● Work request A
In the account of a Type 1 diabetes diagnosis, what blood sugar reading did the writer have at diagnosis?
● Work request B
Continue the account of a Type 1 diabetes diagnosis from where it stops.

● Text under study
━━━━━━━━━━━━━━━━━━━━━━━━━━━━━━

From San Francisco Bay Area:
Unfortunately, doctors still commonly take Type 1 diabetics off of insulin during the honeymoon period. I and many other Type 1 diabetics that I know who were diagnosed as "young adults" (I love it that we're "young adults" up to age 40!) were taken off of insulin following initial lowering of high blood sugars (in my case, 619 mg/dl) and put on pills for Type 2 diabetes.
(My information: Female, diagnosed with Type 1 diabetes 2+ years ago at age 35, normal weight although I have low body fat (15%) due to genetics and the fact that I'm fit; hospitalized at diagnosis and put on insulin drip, taken off of insulin, released from the hospital with a prescription for glyburide [a sulfonylurea diabetes pill]. One week later, at my insistence, my endocrinologist put me on insulin. I am now well controlled on 4 injections per day (Humalog and NPH)).

━━━━━━━━━━━━━━━━━━━━━━━━━━━━━━

● Given entries
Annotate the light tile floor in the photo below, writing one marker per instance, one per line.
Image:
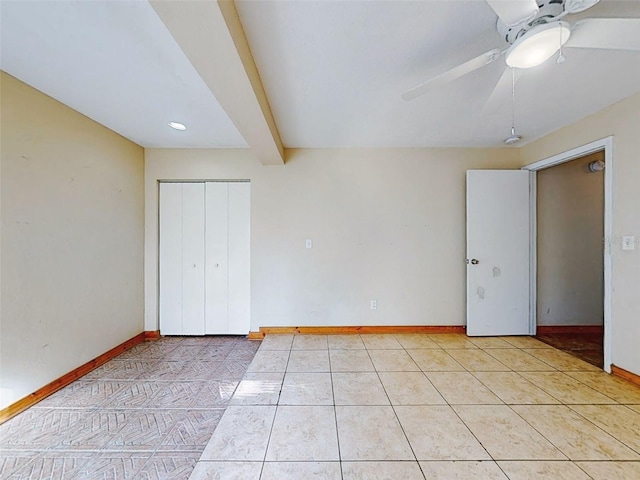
(147, 414)
(424, 407)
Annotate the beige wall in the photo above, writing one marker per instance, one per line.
(621, 120)
(570, 252)
(72, 240)
(386, 225)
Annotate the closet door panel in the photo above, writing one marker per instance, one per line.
(170, 269)
(193, 259)
(217, 245)
(239, 258)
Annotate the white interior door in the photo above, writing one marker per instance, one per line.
(181, 303)
(498, 252)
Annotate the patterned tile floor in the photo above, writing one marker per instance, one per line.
(147, 414)
(405, 407)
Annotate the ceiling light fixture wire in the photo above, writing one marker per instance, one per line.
(561, 58)
(513, 138)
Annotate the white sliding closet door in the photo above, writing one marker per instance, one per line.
(182, 259)
(228, 253)
(217, 274)
(239, 258)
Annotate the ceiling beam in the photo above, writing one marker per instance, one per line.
(211, 36)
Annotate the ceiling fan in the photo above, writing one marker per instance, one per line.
(535, 31)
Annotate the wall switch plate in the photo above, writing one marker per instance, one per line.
(628, 242)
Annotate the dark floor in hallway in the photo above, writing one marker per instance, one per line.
(586, 346)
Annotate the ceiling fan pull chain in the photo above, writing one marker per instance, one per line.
(561, 58)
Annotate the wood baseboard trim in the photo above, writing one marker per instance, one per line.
(353, 330)
(552, 329)
(625, 374)
(42, 393)
(151, 335)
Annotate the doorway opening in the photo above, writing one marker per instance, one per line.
(570, 253)
(569, 310)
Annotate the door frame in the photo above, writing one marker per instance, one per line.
(606, 145)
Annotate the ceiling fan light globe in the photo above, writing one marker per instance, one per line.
(538, 45)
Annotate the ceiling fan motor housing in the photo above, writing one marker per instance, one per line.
(549, 10)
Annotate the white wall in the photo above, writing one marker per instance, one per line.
(386, 225)
(72, 240)
(621, 120)
(570, 250)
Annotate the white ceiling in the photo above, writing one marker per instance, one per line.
(115, 62)
(333, 72)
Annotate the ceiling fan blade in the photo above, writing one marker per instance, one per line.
(608, 33)
(501, 93)
(514, 12)
(450, 75)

━━━━━━━━━━━━━━━━━━━━━━━━━━━━━━

● Task output A
619 mg/dl

● Task output B
You are quite right when you remind us that many doctors probably still try to manage the honeymoon phase of Type 1 diabetes in "young adults" with pills, taking them off insulin as soon as the patients get better, with very little rationale!
Exogenous insulin by injection, even a very low dosage, exerts positive effects towards either the amount and the length of residual beta cell endogenous [internal] insulin secretion (during the honeymoon) and has positive effects on the autoimmune reaction which is destroying the beta cells. Pills, on the contrary, shorten the honeymoon phase. Last but not least, keeping patients on insulin, even at very low dosage, helps with maintaining their collaboration and compliance in future lifelong conventional intensified therapy and in preventing micro and macrovascular complications.